(Part of a data file)
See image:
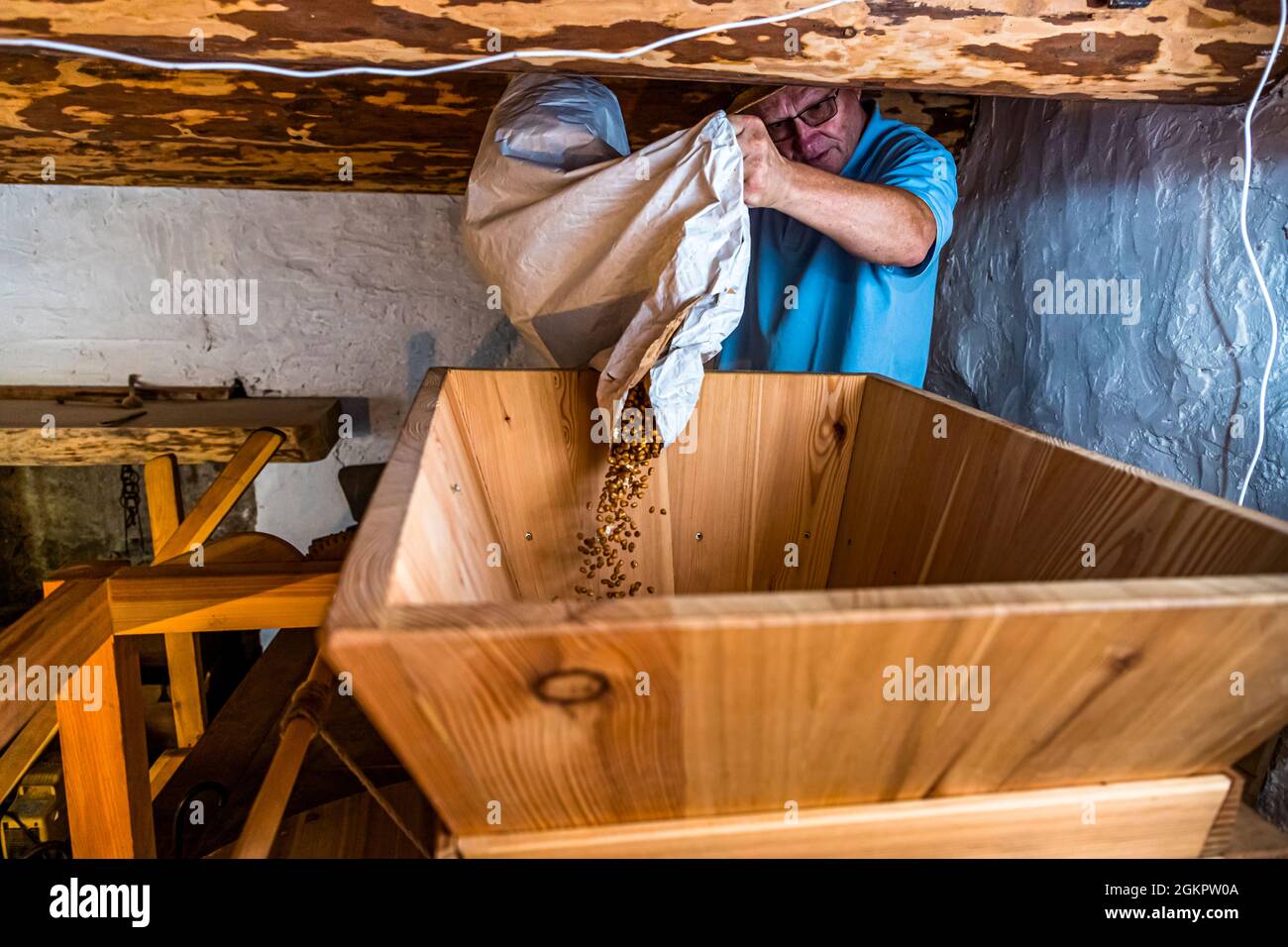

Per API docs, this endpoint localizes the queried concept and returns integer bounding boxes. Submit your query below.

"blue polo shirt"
[718,104,957,388]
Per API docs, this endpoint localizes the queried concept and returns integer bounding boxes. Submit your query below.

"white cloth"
[463,73,750,443]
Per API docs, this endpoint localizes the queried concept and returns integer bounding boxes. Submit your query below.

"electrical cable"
[0,0,1288,506]
[0,0,857,78]
[1239,0,1288,506]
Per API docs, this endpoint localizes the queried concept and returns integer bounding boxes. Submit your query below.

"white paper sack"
[463,73,750,443]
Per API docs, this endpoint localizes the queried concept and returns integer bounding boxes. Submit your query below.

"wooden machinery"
[321,369,1288,857]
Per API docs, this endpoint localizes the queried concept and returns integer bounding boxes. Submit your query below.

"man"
[718,85,957,388]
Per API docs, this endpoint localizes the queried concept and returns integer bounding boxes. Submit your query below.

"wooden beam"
[143,454,206,747]
[111,562,342,635]
[149,746,192,801]
[0,396,340,467]
[0,56,974,191]
[456,775,1231,858]
[233,656,335,858]
[58,638,156,858]
[0,701,58,798]
[0,579,112,746]
[155,429,284,562]
[0,0,1278,104]
[143,454,183,549]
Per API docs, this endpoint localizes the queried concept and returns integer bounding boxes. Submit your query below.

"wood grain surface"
[0,51,974,193]
[322,369,1288,835]
[0,398,340,467]
[456,775,1231,858]
[0,0,1288,193]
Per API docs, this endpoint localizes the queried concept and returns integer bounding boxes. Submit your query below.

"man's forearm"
[773,161,936,266]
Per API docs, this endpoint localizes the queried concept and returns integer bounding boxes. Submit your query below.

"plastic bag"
[463,73,750,443]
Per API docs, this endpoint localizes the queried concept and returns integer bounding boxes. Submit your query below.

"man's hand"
[729,115,793,210]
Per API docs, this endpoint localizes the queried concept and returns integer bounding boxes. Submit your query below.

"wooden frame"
[0,430,339,858]
[322,369,1288,853]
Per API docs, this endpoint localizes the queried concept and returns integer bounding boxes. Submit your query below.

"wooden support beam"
[0,701,58,798]
[58,638,156,858]
[0,399,340,467]
[458,775,1231,858]
[111,562,342,635]
[149,746,192,801]
[0,56,974,193]
[155,429,284,562]
[233,656,334,858]
[0,579,112,746]
[0,0,1278,104]
[143,454,206,747]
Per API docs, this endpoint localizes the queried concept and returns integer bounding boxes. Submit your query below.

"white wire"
[0,0,857,78]
[1239,0,1288,506]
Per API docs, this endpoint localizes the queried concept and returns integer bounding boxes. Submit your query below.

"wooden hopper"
[322,369,1288,856]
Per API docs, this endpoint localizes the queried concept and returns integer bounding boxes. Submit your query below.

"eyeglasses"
[765,90,840,142]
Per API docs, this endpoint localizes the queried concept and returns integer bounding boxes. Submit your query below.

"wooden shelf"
[0,398,340,467]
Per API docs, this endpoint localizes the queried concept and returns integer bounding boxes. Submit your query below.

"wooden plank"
[0,382,231,404]
[458,775,1231,858]
[232,656,335,858]
[154,429,284,562]
[111,562,340,635]
[207,783,435,858]
[1220,804,1288,858]
[143,454,183,549]
[323,576,1288,834]
[149,746,190,800]
[1199,767,1244,858]
[152,631,317,858]
[828,377,1288,586]
[0,579,112,746]
[0,701,58,798]
[0,0,1278,103]
[0,399,340,467]
[0,46,974,193]
[58,638,156,858]
[322,371,1288,835]
[143,454,206,747]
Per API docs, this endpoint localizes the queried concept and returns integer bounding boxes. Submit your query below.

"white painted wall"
[0,185,536,548]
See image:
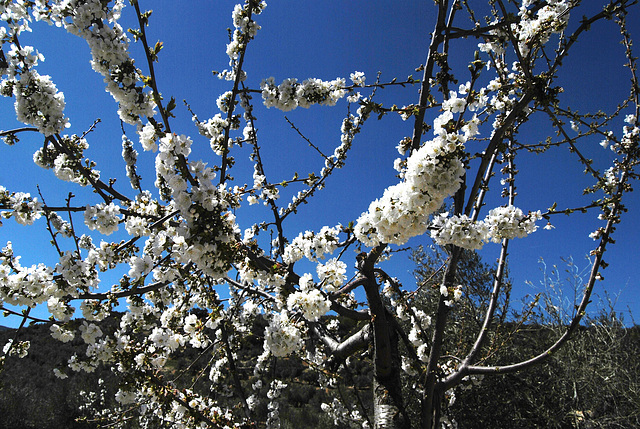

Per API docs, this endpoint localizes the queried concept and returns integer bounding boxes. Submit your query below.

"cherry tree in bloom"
[0,0,640,428]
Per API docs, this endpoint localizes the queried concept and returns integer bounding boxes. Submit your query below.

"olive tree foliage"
[0,0,640,428]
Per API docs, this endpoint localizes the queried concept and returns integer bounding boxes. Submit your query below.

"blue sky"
[0,0,640,326]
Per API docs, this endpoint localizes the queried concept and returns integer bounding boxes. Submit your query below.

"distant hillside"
[0,315,640,429]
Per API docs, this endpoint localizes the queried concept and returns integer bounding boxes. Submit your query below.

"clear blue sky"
[0,0,640,326]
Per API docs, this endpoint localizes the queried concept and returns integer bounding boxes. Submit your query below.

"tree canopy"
[0,0,640,428]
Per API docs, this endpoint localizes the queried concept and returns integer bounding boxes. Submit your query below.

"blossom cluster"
[283,225,340,264]
[51,0,155,124]
[0,186,43,225]
[355,110,465,247]
[0,242,55,307]
[84,203,122,235]
[0,32,69,136]
[260,77,347,112]
[287,288,331,322]
[13,70,68,136]
[220,0,267,80]
[431,205,542,249]
[33,134,100,186]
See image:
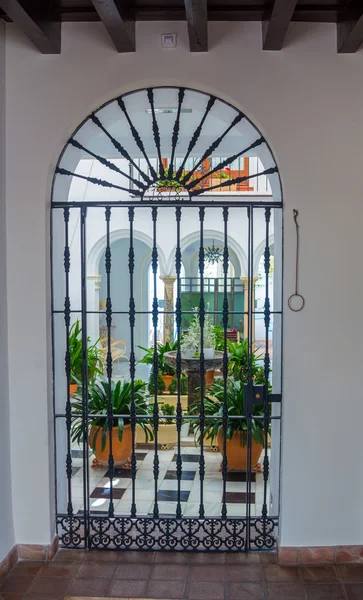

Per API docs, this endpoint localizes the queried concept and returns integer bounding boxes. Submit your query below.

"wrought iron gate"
[52,88,282,551]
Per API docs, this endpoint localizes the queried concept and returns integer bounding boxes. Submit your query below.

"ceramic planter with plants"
[227,338,265,384]
[139,341,178,393]
[192,377,270,471]
[68,319,102,396]
[135,402,189,450]
[181,308,216,360]
[72,376,153,467]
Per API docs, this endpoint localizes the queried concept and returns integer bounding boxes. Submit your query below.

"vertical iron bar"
[151,206,159,519]
[63,206,73,516]
[199,206,205,519]
[175,206,183,519]
[147,88,165,179]
[244,206,253,551]
[262,208,271,538]
[222,207,229,519]
[105,206,115,517]
[168,88,185,179]
[128,206,136,517]
[81,206,90,545]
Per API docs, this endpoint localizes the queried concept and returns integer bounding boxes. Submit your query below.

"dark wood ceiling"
[0,0,363,53]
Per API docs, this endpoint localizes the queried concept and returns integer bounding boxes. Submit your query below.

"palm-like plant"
[191,377,270,446]
[68,319,102,384]
[72,377,153,451]
[139,340,178,375]
[227,338,266,385]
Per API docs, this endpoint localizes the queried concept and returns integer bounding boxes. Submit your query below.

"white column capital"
[87,275,102,290]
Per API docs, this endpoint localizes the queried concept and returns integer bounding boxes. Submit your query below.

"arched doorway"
[52,88,282,551]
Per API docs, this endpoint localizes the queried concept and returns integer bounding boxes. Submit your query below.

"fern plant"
[71,376,154,451]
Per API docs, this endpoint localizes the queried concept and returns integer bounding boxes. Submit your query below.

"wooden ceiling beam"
[337,0,363,54]
[0,0,61,54]
[262,0,297,50]
[184,0,208,52]
[92,0,135,52]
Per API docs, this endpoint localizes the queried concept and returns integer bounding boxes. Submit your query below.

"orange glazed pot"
[89,425,136,467]
[218,429,263,471]
[69,383,78,396]
[162,375,173,392]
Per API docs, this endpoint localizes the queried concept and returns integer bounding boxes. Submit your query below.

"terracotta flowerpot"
[205,369,214,387]
[218,429,263,471]
[162,375,173,392]
[89,425,136,467]
[69,383,78,396]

Task brief: Rewrite the lines above as a numbered list, dropping the blank lines and leaving the pictures out.

Output below:
1. See image:
2. Per API docs, this endpoint localizes the queried concept and returns integer bounding boxes. Submit your query below.
3. "blue polo shirt"
4. [718,104,957,388]
5. Per API docs, this endpoint localizes the queried concept and returns integer bounding boxes. Submit your query below.
6. "white cloth"
7. [463,73,750,443]
8. Per API docs, this endpoint localizes the queried concept and returns integer bounding boxes. Submit your query below.
9. "electrical cable"
10. [0,0,1288,506]
11. [0,0,857,78]
12. [1239,0,1288,506]
13. Per API docs, this endpoint localizes the queried concept and returns integer bounding boxes. Submit your query below.
14. "white paper sack"
15. [463,73,750,443]
16. Per API docs, this endpoint localizes the queried concept and returns integer bounding boxes. Submit your query below.
17. "wooden machinery"
18. [321,369,1288,857]
19. Per API docs, this endpoint localizes the queried concept and returns integer bounding boxes. Submit your query below.
20. "man"
21. [718,85,957,388]
22. Per API docs, this endpoint localizes the queried concept and returns integer bounding boxes. Submit your query below.
23. "wooden beam"
24. [143,454,206,747]
25. [111,562,342,635]
26. [149,746,192,801]
27. [0,396,340,467]
28. [0,56,974,191]
29. [456,775,1231,858]
30. [233,656,335,858]
31. [58,638,156,858]
32. [0,701,58,798]
33. [0,579,112,746]
34. [155,429,284,562]
35. [0,0,1278,104]
36. [143,454,183,549]
37. Per API docs, this endpoint localizes the queried concept and returns integer bounding boxes. Submit your query below.
38. "wood grain surface"
39. [0,51,974,193]
40. [322,369,1288,835]
41. [0,398,340,467]
42. [456,775,1231,858]
43. [0,0,1288,193]
44. Per API docs, this endpoint localizes the queried concept and returns integer bounding boxes. Submit your query below.
45. "man's forearm"
46. [773,161,936,266]
47. Per API docs, this endpoint localizes the queried concept and returns integer bounding boxes. Submit your query below.
48. "plastic bag"
49. [463,73,750,443]
50. Per API docs, this endpoint localizes the queried concept and returns integer bounding boxes. Submit your query below.
51. "man's hand"
52. [729,115,793,210]
53. Per API docs, this endpoint localizes the queried concept and returns integer bounding boxes. Submit your query below.
54. "wooden frame"
55. [0,430,339,858]
56. [322,369,1288,853]
57. Per API docs, this endpoint localizes the queried concept and returns integer bounding boxes. Submit your query below.
58. "wooden support beam"
59. [0,701,58,798]
60. [58,638,156,858]
61. [0,399,340,467]
62. [458,775,1231,858]
63. [111,562,342,635]
64. [149,746,192,801]
65. [0,56,974,193]
66. [155,429,284,562]
67. [233,656,334,858]
68. [0,579,112,746]
69. [0,0,1278,104]
70. [143,454,206,747]
71. Per API docs, this endpoint localizes the queried concept and returns integer bounding boxes. Submit your query below.
72. "white wire"
73. [0,0,857,78]
74. [1239,0,1288,506]
75. Per API docs, this endpoint localizes the queried concept and returns integer bounding boxes. Submit your query below.
76. "wooden hopper"
77. [322,369,1288,856]
78. Per API docs, this endpoint localizes the queried concept and returns integer bounding boxes. Submit your query below.
79. "eyeglasses"
80. [765,90,840,142]
81. Per API docs, this endpoint localizes the queried concept and returns integer bounding boxes. Submit your query below.
82. "wooden shelf"
83. [0,398,340,467]
84. Per API docs, this endpoint localizes the queried concept and returns integer bounding boxes. Submit your query below.
85. "wooden plank"
86. [0,382,231,404]
87. [458,775,1231,858]
88. [232,656,335,858]
89. [154,429,284,562]
90. [111,562,340,635]
91. [207,783,435,858]
92. [1220,804,1288,858]
93. [143,454,183,549]
94. [323,576,1288,834]
95. [149,746,190,800]
96. [1199,767,1244,858]
97. [152,631,317,858]
98. [828,377,1288,586]
99. [0,579,112,746]
100. [0,701,58,798]
101. [0,0,1278,103]
102. [0,399,340,467]
103. [0,46,974,193]
104. [58,638,156,858]
105. [322,371,1288,835]
106. [143,454,206,747]
107. Per API docs, this endpoint localizes the queried concept and returns integer bounding boxes. Submit your query below.
108. "white painted wall"
109. [0,185,536,548]
110. See image:
111. Per API docs, this endpoint localizes the queried concept and returns integer bounding boxes. Submit your query below.
112. "cherry tree in bloom"
113. [0,0,640,428]
114. Per API docs, this endpoint localizes the queried concept and returns integer bounding boxes. Submit your query below.
115. "olive tree foliage"
116. [0,0,640,428]
117. Per API docs, this endpoint localizes the queried concept and returns integer bounding boxes. Submit your query below.
118. "blue sky"
119. [0,0,640,326]
120. Per API docs, this endpoint localizes the queried concept and returns integer bounding boxes. Submit your query below.
121. "distant hillside"
122. [0,315,640,429]
123. Per API docs, this endpoint localizes the queried concept and returns integer bounding boxes. Submit your query below.
124. "clear blue sky"
125. [0,0,640,326]
126. Per API docs, this endpoint localizes the queried concept and returns integer bounding boxes. Submit your query below.
127. "tree canopy"
128. [0,0,640,428]
129. Per API docs, this endpoint localizes the queried concept and returns integer bounding boxes. Submit your query below.
130. "blossom cluster"
131. [283,225,340,264]
132. [51,0,155,124]
133. [0,186,43,225]
134. [355,110,465,247]
135. [0,242,55,307]
136. [84,203,122,235]
137. [0,32,69,136]
138. [260,77,347,112]
139. [287,288,331,322]
140. [13,70,68,136]
141. [220,0,267,80]
142. [431,205,542,249]
143. [33,134,100,186]
144. See image:
145. Per API docs, this endpoint localizes the queried concept and returns integer bounding boxes. Submit your query below.
146. "wrought iron gate"
147. [52,88,282,551]
148. Per API docs, this endpoint localizes the queried concept and returns integer bounding boxes. Submit your query below.
149. "ceramic planter with plants"
150. [227,338,265,384]
151. [139,341,178,393]
152. [192,377,270,471]
153. [68,319,102,396]
154. [135,402,189,450]
155. [181,308,216,360]
156. [72,376,153,467]
157. Per API docs, this endpoint localizes the queried concept and returns integer bounding boxes. Submit your query below.
158. "vertical iron bar"
159. [151,206,159,519]
160. [63,206,73,516]
161. [199,206,205,519]
162. [175,206,183,519]
163. [147,88,165,179]
164. [244,206,253,551]
165. [262,208,271,538]
166. [222,207,229,519]
167. [105,206,115,517]
168. [168,88,185,179]
169. [128,206,136,517]
170. [81,206,90,545]
171. Per API docs, this endpoint localizes the queried concept and returns integer bounding boxes. Submit your query below.
172. "dark wood ceiling"
173. [0,0,363,53]
174. Per API docs, this endpoint localizes the queried concept and returns integer bounding boxes. Submit your query below.
175. "palm-like plant"
176. [191,377,270,446]
177. [68,319,102,384]
178. [72,377,153,451]
179. [139,340,178,375]
180. [227,338,266,385]
181. Per API docs, this endpoint localizes the queried concept and returns integer bounding boxes. Submit your query below.
182. "white column capital"
183. [87,275,102,290]
184. Per API docs, this endpoint localizes the queried concept and returns integer bounding boxes. Submit your query below.
185. "arched doorway"
186. [52,88,282,551]
187. Per API docs, this endpoint localizes the queried concept and returns integer bounding boxes. Submit your query below.
188. "fern plant"
189. [71,376,154,451]
190. Per API docs, this endpoint localizes the queried concept and returns integer bounding boxes. Submit your query below.
191. "wooden ceiling beam"
192. [337,0,363,54]
193. [0,0,61,54]
194. [262,0,297,50]
195. [184,0,208,52]
196. [92,0,135,52]
197. Per API docs, this endpoint localizes the queried concept and returns integer bounding boxes. Submit your query below.
198. "orange glazed pot"
199. [89,425,136,467]
200. [218,429,263,471]
201. [69,383,78,396]
202. [162,375,173,392]
203. Per API docs, this endpoint localizes the queried concept and returns integer bounding boxes. Submit your query below.
204. "terracotta flowerpot"
205. [205,369,214,387]
206. [218,429,263,471]
207. [162,375,173,392]
208. [89,425,136,467]
209. [69,383,78,396]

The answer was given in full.